▶ [Your assignment] Copy out the data word for word, without any of its pictures.
--- START ---
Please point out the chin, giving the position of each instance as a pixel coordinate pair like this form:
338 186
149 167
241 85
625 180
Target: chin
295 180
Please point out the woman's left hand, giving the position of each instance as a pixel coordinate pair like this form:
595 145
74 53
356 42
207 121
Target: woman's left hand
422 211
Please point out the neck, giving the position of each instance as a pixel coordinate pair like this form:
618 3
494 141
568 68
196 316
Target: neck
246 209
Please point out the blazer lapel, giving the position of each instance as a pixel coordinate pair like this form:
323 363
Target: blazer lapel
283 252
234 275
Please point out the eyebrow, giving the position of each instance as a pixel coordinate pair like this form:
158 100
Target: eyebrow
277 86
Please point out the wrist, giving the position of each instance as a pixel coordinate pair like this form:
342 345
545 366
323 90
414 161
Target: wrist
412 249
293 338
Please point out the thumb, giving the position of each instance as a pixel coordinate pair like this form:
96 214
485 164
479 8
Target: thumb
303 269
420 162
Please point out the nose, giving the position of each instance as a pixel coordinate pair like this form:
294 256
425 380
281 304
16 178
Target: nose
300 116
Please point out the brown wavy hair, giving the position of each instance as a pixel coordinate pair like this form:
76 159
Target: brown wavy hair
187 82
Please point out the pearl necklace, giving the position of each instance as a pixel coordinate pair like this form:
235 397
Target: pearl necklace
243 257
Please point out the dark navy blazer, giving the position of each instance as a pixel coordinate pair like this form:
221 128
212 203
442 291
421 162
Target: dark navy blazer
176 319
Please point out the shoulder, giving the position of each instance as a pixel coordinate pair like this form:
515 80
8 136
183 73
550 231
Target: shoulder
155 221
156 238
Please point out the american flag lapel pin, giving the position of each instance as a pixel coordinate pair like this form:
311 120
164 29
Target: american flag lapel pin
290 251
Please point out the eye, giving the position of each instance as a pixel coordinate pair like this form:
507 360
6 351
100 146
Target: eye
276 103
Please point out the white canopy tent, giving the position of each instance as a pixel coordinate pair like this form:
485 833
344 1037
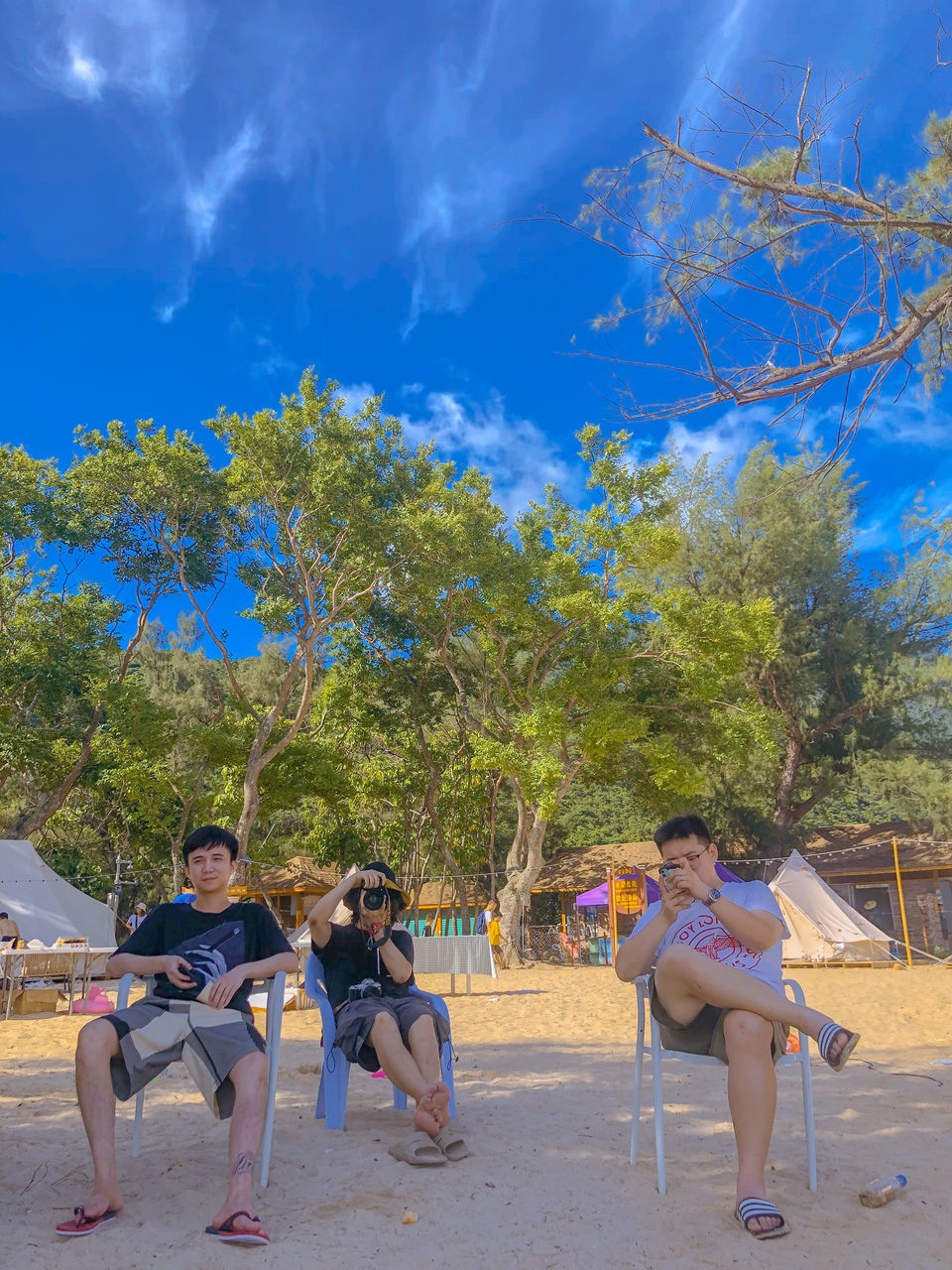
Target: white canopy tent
823 926
44 905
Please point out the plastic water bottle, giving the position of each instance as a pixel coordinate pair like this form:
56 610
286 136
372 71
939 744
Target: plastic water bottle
883 1191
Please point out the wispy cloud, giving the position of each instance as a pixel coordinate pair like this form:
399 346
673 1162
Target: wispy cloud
354 395
203 197
145 49
516 452
914 421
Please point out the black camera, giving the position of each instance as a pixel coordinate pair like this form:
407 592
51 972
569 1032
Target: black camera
363 989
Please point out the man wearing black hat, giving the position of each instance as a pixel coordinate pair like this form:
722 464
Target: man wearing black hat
380 1024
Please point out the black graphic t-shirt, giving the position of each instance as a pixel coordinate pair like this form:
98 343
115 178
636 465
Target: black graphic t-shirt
211 943
347 960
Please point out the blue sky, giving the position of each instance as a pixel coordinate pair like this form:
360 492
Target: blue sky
200 199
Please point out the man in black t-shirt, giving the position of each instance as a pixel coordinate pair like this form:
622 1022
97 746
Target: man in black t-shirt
203 957
368 975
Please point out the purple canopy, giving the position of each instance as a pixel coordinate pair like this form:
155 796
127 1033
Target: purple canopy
598 896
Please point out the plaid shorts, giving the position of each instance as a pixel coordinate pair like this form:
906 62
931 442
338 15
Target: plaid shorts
157 1032
705 1033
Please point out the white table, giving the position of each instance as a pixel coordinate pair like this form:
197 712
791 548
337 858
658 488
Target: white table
72 964
452 955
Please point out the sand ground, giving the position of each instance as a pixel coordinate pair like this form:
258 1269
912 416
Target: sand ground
543 1086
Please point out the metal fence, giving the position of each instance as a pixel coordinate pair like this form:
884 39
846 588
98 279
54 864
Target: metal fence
551 944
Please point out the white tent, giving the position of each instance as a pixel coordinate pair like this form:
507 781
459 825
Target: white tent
45 906
823 926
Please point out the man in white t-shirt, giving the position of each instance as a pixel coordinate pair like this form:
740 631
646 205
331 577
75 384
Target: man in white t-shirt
717 989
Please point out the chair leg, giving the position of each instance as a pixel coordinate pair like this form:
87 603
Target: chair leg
137 1123
447 1067
809 1123
331 1095
658 1107
636 1091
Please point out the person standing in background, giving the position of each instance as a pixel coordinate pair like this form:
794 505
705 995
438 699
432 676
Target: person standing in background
135 920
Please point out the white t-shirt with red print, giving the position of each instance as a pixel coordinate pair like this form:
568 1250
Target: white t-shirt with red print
699 929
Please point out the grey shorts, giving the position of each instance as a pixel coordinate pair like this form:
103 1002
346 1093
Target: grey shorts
705 1033
356 1020
157 1032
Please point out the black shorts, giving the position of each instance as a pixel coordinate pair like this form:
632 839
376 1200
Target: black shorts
705 1033
356 1019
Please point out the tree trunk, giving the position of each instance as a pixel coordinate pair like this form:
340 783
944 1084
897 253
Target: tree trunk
522 866
783 789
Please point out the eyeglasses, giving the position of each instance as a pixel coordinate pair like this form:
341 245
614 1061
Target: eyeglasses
692 858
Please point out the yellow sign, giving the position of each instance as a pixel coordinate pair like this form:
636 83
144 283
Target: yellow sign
629 894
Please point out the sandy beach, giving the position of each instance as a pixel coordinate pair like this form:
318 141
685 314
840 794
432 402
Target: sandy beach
543 1087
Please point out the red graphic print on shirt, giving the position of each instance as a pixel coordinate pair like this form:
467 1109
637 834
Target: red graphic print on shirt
710 938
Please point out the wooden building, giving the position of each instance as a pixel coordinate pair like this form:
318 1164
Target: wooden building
856 860
293 888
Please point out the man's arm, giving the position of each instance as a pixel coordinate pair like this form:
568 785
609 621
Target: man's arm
756 929
225 987
638 953
318 917
131 962
400 966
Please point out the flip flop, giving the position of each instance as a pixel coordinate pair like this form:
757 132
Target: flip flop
226 1232
417 1148
749 1209
452 1143
82 1224
826 1039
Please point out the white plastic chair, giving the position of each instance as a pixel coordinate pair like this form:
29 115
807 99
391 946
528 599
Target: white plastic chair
658 1056
272 1046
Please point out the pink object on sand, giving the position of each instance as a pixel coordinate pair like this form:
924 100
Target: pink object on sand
95 1003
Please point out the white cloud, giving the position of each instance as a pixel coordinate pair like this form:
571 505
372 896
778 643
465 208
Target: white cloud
914 421
516 452
145 49
86 71
354 397
202 198
726 441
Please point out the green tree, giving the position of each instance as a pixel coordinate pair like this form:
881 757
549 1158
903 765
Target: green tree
852 652
565 661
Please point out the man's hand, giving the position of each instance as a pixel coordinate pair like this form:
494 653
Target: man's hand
370 878
674 897
177 968
688 880
221 991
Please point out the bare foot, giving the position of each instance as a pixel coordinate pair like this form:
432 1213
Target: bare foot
243 1224
426 1116
440 1103
758 1223
102 1201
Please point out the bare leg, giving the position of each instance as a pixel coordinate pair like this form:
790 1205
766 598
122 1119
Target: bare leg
250 1080
424 1048
96 1044
752 1093
687 980
403 1070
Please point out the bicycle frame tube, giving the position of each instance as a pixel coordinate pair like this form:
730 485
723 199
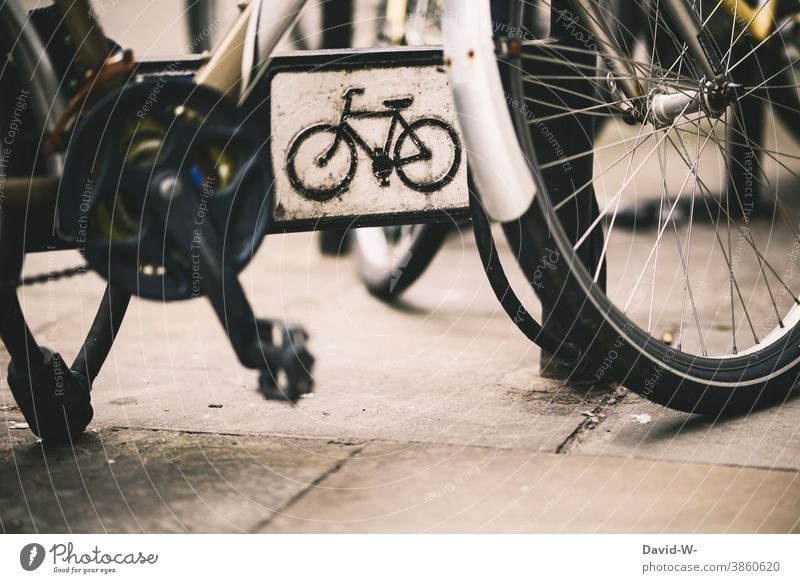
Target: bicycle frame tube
701 45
--- END ---
▶ [Exercise response]
Please point out the chin, giving the position of each instance as a pixel coordinate pair like this form:
338 186
149 167
241 85
625 180
Target: chin
295 180
Please point out the woman's left hand, giving the position of each instance as a pixel coordinate pair like this form:
595 145
74 53
356 42
207 121
Target: woman's left hand
422 211
Please point out the neck, giving the position of each instance as a pixel coordinate pair like this form:
618 3
494 141
568 68
196 316
Target: neck
246 209
Please point out the blazer lapel, giving the position of each instance as a pixel coordinate pair like this form:
323 363
Target: blazer lapel
283 252
234 275
Please point out the eyebrow, giving the position of each instance as a pixel coordinate pair like this form:
158 100
Target: eyebrow
277 86
Please point out the wrist, giving the position of each instance as a pixel coordinate pair like this form:
342 345
545 366
323 90
414 161
Target: wrist
412 249
293 338
Please point out the thumb, giving the position of each instance as a pixel coordinate pair like this form:
96 214
485 164
479 8
Target: thumb
303 269
420 162
Please point out the nose, giving the position of each instance as a pixel coordinate pair like this form:
294 256
425 380
281 304
16 178
Target: nose
300 116
Please point out the brown wavy hair, giving the position of each instance as a pixel coordinate pair like this form:
76 159
Target: brown wavy hair
187 82
Please point out the pearl necklace, giving the position of each instance as a pixel coordinate pair like this form:
235 397
Target: pearl necklace
243 257
Please point out the dark navy blazer, giving the position of each instance as a pixel coordinate pair like this form:
221 128
212 203
442 291
421 162
Target: dark navy blazer
176 319
Please point out the shoulder, giving the position of each instance as a pixel coordinate pair like this form:
515 80
8 136
183 73
550 231
Target: shoulder
155 221
156 238
Please point out the american flag lapel pin, giving the position of each instance as a pixel coordinate pair like this form:
311 120
164 29
Target: american flag lapel pin
290 251
Please point out the eye, giving the position of each instance as a pixel coordinate pair like this form:
507 360
6 351
100 146
Target: eye
276 103
Please point out the white canopy tent, giving the position of each instance as a pixel coordinate pair like this form:
485 833
344 1037
Target: white canopy tent
823 926
44 905
Please point out the plastic water bottle, giving the position of each instance as a pixel coordinate pair like this form:
56 610
286 136
372 71
939 744
Target: plastic water bottle
883 1191
Please point out the wispy cloud, giving the position of each instance as a pixel coordinate pair like this form:
399 346
673 1162
Target: wispy cloud
354 395
203 197
145 49
516 452
914 421
Please point out the black camera, giving the position of each instance as a pixel coordinate pair like this form:
407 592
51 972
569 1032
Target: black camera
363 989
Please point out the man wearing black hat, giving the position of each instance as a pixel coordinate pair like this form:
722 464
Target: man wearing black hat
380 1024
Please point out the black graphic t-shirt, giving the position of each instance as a pixel coordinate pair like this form:
98 343
115 178
636 465
Target: black graphic t-shirt
211 943
347 960
Please point out the blue sky, giving the position of each instance as a pixel coordinate pair like this form:
360 492
Target: blue sky
200 199
Please point out the man in black t-shirt, giving the position of each instance as a pixel coordinate pair like this form:
622 1022
97 746
Target: man in black t-shirt
203 957
368 975
Please point out the purple canopy, giving the position of each instance as a pixel coordinate pair like this form:
155 796
127 1033
Target: purple canopy
598 896
Please point out the plaid shorts, giving the position of each instance as a pixel coordinate pair like this form:
906 62
931 442
338 15
Target: plaid shorts
157 1032
705 1033
Please point out the white table, giving the position of each instance as a pixel coordinate pair like this form:
197 712
791 548
337 858
658 488
Target: white table
72 964
452 955
Please point out the sand ground, giving the position of each instance as a pixel coordinate pair like this form:
258 1269
912 416
Target: sand ground
543 1086
Please point out the metal fence, giving the position of each instance as a pixel coordinate pair like this form:
884 39
846 588
98 279
54 864
Target: metal fence
551 944
Please point out the white tent, giving the position of each instance as a pixel coordinate pair like this form:
507 781
459 825
Target: white tent
45 906
823 926
Please point out the man in white t-shirt, giving the position of each instance as a pixel coordinate pair like this form:
740 631
646 205
331 577
75 384
Target: man in white t-shirt
717 989
Please point out the chair leg, giving the position of each instance as a pixel coordinate pair like this form:
87 603
Target: chair leg
137 1123
447 1067
809 1123
331 1095
658 1107
636 1091
Please point out the person standing in background, giving the position of each instance as a pixel coordinate pair like this form:
794 505
705 995
438 699
432 676
Target: person standing in background
135 920
Please point out the white t-shirt with red print, giving the position of each instance as a pixel coordinate pair like this form:
568 1250
Target: white t-shirt with red print
699 929
Please point out the grey shorts, giving the position of each instance as a pixel coordinate pair like this form:
103 1002
346 1093
Target: grey shorts
705 1033
356 1020
157 1032
Please point out the black shorts, giving the position of each instance as a pixel coordinate pair like this form:
632 839
376 1200
Target: black shorts
705 1033
356 1019
Please point out the tree trunk, giving the position of each instance as a pixel coordinate pair like this form:
340 783
944 1084
897 253
Target: tree trunk
522 866
783 789
Please point out the eyeglasses, giving the position of each instance as a pixel coordinate pair like this form:
341 245
614 1061
Target: eyeglasses
692 858
Please point out the yellow sign, giving the position of each instance as a pixel coordinate pair like this form:
636 83
144 283
Target: yellow sign
629 894
Please point out the sandy beach, giving the position of each instance as a pixel coordinate pair like this form:
318 141
685 314
840 794
432 402
Target: sandy beach
543 1087
Please point out the red graphic print on shirt, giving the position of each instance as a pixel coordinate pair like this form:
467 1109
637 834
Target: red graphic print on shirt
710 938
Please point out the wooden building, giving the position of each instance as a pixel coordinate pair like this form:
318 1164
Target: wooden building
856 860
293 888
Please point out the man's arm, giving the position of each instance as a pixel coordinate pair like this form:
568 785
609 621
Target: man's arm
756 929
225 987
638 953
318 917
131 962
400 966
Please point out the flip flop, giving the position of each instance as a pixel coordinate pair like this form:
757 132
Target: flip flop
226 1232
417 1148
749 1209
452 1143
82 1224
826 1039
Please point out the white plastic chair, giving the position of each instance as a pixel coordinate pair like this form:
29 115
807 99
391 946
528 599
Target: white plastic chair
658 1056
272 1046
Please point out the pink object on sand, giving the position of each instance as a pixel coordinate pair like this form:
924 100
Target: pink object on sand
95 1003
Please point out the white cloud, giving the position of each instance as a pixel coordinate pair like this form:
571 505
372 896
778 643
465 208
Target: white cloud
914 421
516 452
145 49
86 71
354 397
202 198
726 441
Please point out the green tree, giving the position of each instance as a pixel coordinate pair like this form:
881 757
549 1158
903 765
Target: green tree
852 652
565 661
Please point out the man's hand, giving the position of each instance as a pixel coordinate pair like this form:
494 653
Target: man's hand
370 878
674 897
177 968
688 880
221 991
Please point out the bare foot, giving the position of each instance as a pixel coordinate pair like this form:
432 1213
Target: bare foot
243 1224
426 1116
440 1103
758 1223
102 1201
Please point out the bare leg, giving the position of each instance as a pixel coordinate pair like this form:
790 1205
766 598
122 1119
Target: bare leg
250 1080
424 1048
96 1044
752 1093
687 980
403 1070
Please point out the bicycle frame tube, giving the position of each instance as a pixel coordinate pair like this form:
730 485
723 199
Target: bicycle frame tube
701 45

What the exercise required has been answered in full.